[Stored items]

________

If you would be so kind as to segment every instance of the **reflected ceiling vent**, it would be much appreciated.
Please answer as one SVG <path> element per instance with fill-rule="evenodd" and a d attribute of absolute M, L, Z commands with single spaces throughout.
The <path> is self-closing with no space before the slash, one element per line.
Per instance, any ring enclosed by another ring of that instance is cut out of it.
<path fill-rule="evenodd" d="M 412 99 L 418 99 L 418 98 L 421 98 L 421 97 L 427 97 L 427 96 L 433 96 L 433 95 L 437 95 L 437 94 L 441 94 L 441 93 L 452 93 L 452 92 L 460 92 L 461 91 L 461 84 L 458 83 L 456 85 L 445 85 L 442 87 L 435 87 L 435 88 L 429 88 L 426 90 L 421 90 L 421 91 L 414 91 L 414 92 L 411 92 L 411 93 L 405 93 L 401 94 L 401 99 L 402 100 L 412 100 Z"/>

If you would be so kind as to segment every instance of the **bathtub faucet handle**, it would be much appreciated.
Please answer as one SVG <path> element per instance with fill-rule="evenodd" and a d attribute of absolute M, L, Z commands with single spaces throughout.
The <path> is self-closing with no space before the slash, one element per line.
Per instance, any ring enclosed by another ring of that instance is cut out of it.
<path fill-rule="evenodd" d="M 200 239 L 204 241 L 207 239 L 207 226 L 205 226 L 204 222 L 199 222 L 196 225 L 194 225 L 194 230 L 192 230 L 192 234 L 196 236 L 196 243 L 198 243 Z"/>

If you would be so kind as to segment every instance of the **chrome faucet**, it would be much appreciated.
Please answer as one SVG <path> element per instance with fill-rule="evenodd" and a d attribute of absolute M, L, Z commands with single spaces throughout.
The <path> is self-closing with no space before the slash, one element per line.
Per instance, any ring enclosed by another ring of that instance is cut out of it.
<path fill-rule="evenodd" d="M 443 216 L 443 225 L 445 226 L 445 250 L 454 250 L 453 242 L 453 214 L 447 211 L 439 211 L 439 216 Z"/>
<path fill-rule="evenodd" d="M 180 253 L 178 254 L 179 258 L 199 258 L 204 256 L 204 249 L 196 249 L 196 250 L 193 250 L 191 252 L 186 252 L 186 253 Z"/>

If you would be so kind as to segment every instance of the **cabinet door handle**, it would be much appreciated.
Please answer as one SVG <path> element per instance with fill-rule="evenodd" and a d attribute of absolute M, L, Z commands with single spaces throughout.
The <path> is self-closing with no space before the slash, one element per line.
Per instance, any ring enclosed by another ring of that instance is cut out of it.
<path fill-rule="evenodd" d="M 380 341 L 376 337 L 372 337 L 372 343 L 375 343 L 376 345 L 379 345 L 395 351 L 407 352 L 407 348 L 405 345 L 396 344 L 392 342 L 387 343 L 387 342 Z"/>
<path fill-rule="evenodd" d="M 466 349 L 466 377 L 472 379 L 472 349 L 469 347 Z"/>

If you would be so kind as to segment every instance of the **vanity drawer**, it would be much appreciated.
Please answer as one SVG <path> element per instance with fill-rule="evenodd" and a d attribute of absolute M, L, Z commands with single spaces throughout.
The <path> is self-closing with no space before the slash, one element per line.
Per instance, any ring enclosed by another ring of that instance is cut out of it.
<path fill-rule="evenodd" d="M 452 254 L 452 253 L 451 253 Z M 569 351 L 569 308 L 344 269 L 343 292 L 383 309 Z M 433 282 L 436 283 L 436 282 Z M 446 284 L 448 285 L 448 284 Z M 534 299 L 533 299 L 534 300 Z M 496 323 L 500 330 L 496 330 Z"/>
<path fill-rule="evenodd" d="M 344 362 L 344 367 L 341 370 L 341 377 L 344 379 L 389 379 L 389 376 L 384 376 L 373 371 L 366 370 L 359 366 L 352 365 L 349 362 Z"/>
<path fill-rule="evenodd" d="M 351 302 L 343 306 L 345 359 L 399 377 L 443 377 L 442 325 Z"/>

________

[WHAT THE EXERCISE ASKS]
Rewrite everything from the line containing "faucet**, it would be much appreciated." down to the line containing "466 349 L 466", changing "segment" to "outline" and keeping every other character the same.

[WRITTEN REPLY]
If you would be so kind as to outline every instance of the **chrome faucet**, it would be much appreciated.
Please answer as one SVG <path> element per instance with fill-rule="evenodd" and a d attribute of absolute M, L, Z commands with single spaces throughout.
The <path> is self-closing with no space before the slash, one element per line.
Per instance, any ring enclosed by another ring of that instance is cut out of it.
<path fill-rule="evenodd" d="M 443 216 L 443 225 L 445 226 L 445 250 L 454 250 L 453 242 L 453 214 L 447 211 L 439 211 L 439 216 Z"/>
<path fill-rule="evenodd" d="M 180 253 L 178 254 L 179 258 L 199 258 L 204 256 L 204 249 L 196 249 L 196 250 L 193 250 L 191 252 L 186 252 L 186 253 Z"/>

If you would be so kind as to outline every instance of the **cabinet door handle**, it would be much appreciated.
Please answer as one SVG <path> element per instance with fill-rule="evenodd" and a d attribute of absolute M, L, Z commands with single spaces throughout.
The <path> is self-closing with no space before the slash, one element per line.
Per instance, any ring enclosed by another ring of that instance is cut out of it.
<path fill-rule="evenodd" d="M 380 341 L 376 337 L 372 337 L 372 343 L 375 343 L 376 345 L 379 345 L 395 351 L 407 352 L 407 348 L 405 345 L 396 344 L 392 342 L 387 343 L 387 342 Z"/>
<path fill-rule="evenodd" d="M 466 349 L 466 377 L 472 379 L 472 349 L 469 347 Z"/>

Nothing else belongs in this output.